Your objective
Starting from the line that holds "Target: door knob", print each remaining line of the entries exactly, ending with the last.
START Source information
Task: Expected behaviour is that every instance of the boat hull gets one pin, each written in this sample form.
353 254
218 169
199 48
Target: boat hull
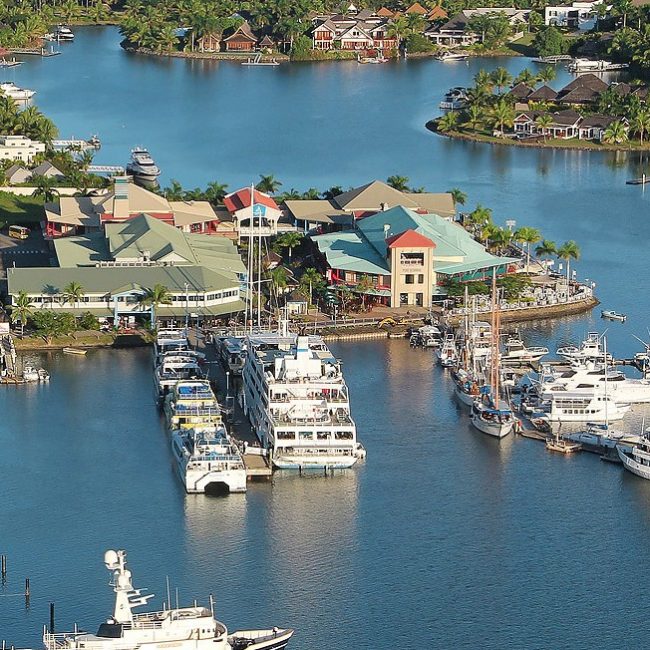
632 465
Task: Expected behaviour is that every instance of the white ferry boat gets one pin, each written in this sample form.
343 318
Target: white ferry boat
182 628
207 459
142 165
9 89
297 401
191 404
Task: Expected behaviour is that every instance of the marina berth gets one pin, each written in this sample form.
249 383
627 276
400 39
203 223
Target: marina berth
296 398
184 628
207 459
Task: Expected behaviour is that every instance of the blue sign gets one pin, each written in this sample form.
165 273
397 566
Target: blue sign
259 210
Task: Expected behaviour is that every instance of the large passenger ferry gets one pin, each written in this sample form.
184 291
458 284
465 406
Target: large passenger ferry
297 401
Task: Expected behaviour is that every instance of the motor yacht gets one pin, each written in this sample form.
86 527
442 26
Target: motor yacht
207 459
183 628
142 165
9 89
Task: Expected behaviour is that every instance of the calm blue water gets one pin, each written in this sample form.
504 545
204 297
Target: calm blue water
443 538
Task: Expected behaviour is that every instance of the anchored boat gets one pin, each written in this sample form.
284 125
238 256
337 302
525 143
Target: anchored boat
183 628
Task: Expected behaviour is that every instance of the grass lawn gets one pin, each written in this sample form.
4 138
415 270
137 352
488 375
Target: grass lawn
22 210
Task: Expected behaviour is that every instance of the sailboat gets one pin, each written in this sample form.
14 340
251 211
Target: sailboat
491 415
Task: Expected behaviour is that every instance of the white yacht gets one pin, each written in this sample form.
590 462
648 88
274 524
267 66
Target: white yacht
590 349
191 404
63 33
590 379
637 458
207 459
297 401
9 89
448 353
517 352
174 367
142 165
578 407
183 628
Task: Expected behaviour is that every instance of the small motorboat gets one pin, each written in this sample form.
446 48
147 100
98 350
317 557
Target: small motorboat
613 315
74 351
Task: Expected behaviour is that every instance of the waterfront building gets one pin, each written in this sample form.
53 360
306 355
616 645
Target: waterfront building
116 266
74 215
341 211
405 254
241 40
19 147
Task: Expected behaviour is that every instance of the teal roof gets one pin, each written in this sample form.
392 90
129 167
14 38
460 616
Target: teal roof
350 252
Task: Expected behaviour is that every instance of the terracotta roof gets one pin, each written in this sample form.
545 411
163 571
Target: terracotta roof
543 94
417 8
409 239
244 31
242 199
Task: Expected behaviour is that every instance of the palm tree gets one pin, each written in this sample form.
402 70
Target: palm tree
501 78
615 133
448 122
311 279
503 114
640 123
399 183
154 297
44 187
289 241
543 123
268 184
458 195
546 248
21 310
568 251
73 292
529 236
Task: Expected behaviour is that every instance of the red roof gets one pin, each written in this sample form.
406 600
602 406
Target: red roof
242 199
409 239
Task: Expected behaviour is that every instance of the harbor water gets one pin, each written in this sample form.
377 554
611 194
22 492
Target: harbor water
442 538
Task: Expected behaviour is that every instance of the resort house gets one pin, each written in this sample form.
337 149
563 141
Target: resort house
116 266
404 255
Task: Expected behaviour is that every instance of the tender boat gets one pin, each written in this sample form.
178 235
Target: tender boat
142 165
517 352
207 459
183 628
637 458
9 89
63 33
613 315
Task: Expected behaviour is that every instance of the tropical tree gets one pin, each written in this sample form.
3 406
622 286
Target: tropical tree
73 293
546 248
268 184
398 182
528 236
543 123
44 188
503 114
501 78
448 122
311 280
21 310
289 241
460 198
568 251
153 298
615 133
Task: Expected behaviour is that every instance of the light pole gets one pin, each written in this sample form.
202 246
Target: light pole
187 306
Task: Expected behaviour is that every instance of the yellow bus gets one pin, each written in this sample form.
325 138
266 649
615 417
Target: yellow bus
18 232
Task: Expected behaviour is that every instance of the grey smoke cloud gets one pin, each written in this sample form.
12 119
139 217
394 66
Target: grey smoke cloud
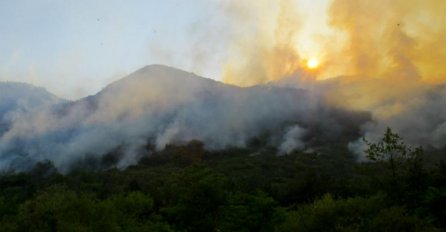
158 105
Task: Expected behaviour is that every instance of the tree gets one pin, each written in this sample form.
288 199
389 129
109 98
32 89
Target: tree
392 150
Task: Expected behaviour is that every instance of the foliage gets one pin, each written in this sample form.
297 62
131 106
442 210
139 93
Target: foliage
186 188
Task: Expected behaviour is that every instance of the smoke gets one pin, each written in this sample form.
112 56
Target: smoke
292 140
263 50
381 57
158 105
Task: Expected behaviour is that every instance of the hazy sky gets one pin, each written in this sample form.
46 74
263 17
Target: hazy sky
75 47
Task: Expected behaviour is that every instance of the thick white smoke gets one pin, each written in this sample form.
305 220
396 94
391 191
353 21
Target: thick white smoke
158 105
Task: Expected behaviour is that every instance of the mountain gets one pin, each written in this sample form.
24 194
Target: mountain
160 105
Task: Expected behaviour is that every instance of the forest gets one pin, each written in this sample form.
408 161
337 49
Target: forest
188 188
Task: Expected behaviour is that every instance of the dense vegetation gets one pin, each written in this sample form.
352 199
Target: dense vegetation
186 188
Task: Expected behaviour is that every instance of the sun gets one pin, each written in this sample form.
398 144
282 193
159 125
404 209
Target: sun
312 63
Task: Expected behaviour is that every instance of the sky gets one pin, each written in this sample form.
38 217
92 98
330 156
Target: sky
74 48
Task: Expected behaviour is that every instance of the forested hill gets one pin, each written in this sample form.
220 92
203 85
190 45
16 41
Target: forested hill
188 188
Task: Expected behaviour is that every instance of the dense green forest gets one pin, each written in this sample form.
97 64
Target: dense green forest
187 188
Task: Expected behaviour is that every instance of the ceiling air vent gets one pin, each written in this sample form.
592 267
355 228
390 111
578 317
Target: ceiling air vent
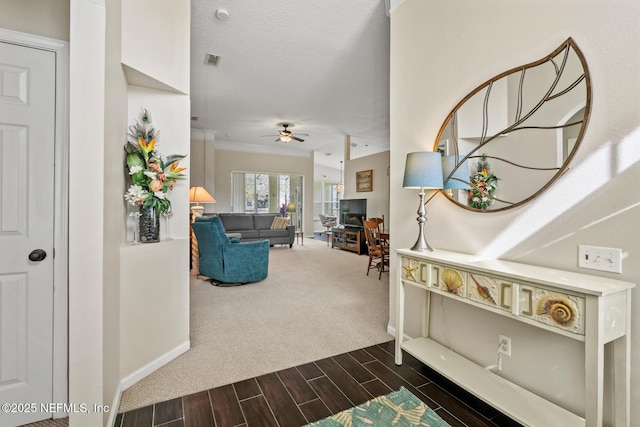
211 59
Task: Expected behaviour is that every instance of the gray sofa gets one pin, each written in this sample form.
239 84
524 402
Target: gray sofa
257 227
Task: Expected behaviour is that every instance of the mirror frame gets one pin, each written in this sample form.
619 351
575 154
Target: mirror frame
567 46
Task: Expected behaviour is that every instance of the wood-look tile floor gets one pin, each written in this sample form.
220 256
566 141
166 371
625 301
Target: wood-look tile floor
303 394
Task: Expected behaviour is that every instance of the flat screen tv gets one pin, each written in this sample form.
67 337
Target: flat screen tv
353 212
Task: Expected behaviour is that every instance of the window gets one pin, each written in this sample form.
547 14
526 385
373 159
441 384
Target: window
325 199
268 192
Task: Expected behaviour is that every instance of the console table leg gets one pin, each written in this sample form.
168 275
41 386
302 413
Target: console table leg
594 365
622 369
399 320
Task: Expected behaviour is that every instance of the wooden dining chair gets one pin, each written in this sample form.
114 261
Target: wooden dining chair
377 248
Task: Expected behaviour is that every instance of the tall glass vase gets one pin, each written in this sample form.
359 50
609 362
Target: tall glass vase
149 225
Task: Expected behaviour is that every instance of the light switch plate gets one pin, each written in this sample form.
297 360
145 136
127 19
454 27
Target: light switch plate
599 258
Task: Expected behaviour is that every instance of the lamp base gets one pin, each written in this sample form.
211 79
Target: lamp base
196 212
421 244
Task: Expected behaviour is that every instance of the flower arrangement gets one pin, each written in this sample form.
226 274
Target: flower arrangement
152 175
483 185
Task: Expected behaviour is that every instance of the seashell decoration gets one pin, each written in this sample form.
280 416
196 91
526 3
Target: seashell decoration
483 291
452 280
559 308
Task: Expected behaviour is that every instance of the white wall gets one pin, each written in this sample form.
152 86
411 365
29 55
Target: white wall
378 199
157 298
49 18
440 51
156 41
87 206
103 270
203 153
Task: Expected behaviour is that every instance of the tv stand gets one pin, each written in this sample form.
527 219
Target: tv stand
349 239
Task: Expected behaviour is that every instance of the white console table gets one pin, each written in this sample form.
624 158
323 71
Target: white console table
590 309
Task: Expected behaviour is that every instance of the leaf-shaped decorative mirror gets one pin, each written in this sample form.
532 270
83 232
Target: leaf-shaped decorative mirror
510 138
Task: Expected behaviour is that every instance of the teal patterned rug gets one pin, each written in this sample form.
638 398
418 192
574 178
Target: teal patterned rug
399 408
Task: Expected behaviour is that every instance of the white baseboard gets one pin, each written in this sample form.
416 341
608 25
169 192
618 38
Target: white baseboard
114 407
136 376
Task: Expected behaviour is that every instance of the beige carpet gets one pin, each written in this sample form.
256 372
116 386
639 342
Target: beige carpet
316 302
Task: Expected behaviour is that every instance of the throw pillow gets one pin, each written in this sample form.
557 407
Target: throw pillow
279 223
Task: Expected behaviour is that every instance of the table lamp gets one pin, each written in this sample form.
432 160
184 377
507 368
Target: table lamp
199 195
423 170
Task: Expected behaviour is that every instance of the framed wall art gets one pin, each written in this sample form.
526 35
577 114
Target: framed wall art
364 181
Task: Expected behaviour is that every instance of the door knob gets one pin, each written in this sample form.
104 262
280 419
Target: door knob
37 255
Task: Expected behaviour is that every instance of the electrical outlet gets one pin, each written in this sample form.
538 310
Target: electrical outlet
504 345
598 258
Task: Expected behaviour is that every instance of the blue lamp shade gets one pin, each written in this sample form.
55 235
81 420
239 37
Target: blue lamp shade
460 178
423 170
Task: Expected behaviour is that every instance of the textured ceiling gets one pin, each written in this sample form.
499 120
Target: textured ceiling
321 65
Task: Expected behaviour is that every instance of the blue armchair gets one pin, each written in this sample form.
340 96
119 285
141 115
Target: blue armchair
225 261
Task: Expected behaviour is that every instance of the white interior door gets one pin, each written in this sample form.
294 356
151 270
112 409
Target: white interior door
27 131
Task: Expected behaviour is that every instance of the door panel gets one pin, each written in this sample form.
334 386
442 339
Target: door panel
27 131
END Source information
Response area
Target: door knob
37 255
Task: Expected behaviour is that every instance of the electrical outlet gets one pin, each written in this sample form.
538 310
Target: electrical outlet
504 345
598 258
Task: Expected behaviour is that every instance of the blue lamp shade gets one pin, each written in this sample form.
55 235
81 420
239 37
Target: blue lamp shade
460 178
423 170
Task: Expected behaviour is that every instance of the textured ceiling gets one pin, each written in this sample form.
499 120
Target: textured ceiling
321 65
Task: Expected behaviour is that every instance of the blue armchair gets one pin, each written in this sample form.
340 96
119 285
141 115
Target: blue armchair
225 261
Task: Expected behaviour is that every instance of the white interior door gets one pin, each written in this sample form.
294 356
151 270
112 409
Target: white interior door
27 131
Task: Expected behaviour is that every instance of the door panel gets one pin, each written in this sample form.
334 386
442 339
Target: door panel
27 131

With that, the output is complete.